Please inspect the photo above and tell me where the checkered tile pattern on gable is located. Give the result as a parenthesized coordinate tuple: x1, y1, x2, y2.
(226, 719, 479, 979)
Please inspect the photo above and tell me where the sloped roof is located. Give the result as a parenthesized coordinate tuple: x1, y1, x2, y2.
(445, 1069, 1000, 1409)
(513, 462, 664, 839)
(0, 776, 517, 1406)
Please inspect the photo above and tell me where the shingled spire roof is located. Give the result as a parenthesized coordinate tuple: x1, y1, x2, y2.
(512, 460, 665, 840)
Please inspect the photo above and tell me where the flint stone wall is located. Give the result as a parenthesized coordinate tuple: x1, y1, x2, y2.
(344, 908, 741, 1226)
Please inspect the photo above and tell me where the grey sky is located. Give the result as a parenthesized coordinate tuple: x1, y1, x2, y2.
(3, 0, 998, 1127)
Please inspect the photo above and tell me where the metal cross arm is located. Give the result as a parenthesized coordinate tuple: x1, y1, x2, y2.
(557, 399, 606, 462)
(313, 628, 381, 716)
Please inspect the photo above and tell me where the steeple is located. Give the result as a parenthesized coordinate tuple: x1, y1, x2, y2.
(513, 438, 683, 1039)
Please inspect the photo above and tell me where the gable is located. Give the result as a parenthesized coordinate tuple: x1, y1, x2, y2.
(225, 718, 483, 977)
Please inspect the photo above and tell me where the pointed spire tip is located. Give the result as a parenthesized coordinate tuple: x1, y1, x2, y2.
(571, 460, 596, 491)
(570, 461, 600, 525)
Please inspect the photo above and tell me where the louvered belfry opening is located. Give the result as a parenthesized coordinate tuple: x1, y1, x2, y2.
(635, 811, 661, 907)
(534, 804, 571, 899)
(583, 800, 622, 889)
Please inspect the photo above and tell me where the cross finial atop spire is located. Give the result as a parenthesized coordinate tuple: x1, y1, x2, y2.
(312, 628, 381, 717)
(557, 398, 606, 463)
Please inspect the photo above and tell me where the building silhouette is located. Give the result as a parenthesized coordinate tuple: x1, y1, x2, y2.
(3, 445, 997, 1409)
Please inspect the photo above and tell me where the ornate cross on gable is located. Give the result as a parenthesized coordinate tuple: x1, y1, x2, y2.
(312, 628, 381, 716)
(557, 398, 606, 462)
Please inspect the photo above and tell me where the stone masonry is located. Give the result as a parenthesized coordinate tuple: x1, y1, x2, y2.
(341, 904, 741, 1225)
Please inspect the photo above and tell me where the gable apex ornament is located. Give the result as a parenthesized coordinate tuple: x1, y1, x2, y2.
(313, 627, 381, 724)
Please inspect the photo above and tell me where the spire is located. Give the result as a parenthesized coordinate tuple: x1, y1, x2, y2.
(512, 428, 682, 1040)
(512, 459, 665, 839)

WORK ORDER: Begin at the line containing "Please inspect the photo above and tell me where the pointed" and reproduce every line through the last one in the records above, exactly.

RESULT OF THE TASK:
Please inspect the photo above and tell me where the pointed spire tip is located. Give the result as a parenthesized coordinate tuple: x1, y1, x2, y2.
(571, 460, 596, 491)
(570, 461, 600, 525)
Please inspect the photo above and tell me where the louvered belfry opening is located. Give the result as a parenthesized coordinate tuple: x1, y1, x2, y2.
(635, 811, 661, 907)
(534, 804, 571, 899)
(583, 800, 622, 889)
Please inspect the photo above and tell me where the cross finial atop spire is located. Give the result as a parenthesized coordinate tuple: x1, y1, x2, y2.
(312, 628, 381, 717)
(557, 398, 606, 463)
Please inspect the photo above and tell me where the building silhouette is located. Give the result as a parenthesized coordinate tuple: x1, y1, x2, y2.
(3, 445, 997, 1409)
Please inspect the photo above and tell me where the ornate cross on gable is located. Give the result as a parenthesized coordinate tuple: x1, y1, x2, y2.
(312, 628, 381, 716)
(557, 398, 606, 462)
Please inspect the photo above and tell me where the stone masonry is located. Give the result as a parenthesized coordinate tuple: x1, y1, x2, y2.
(341, 904, 741, 1225)
Please inspect the photo above and tell me where the gable apex ornament is located. Give the result as a parenthesized coordinate tuple: x1, y1, x2, y2.
(313, 627, 381, 724)
Please inspect the photo above and tell me where the spire is located. Give the result as a parenthesized coordinate tuple: x1, y1, x2, y2.
(512, 428, 682, 1040)
(512, 459, 665, 839)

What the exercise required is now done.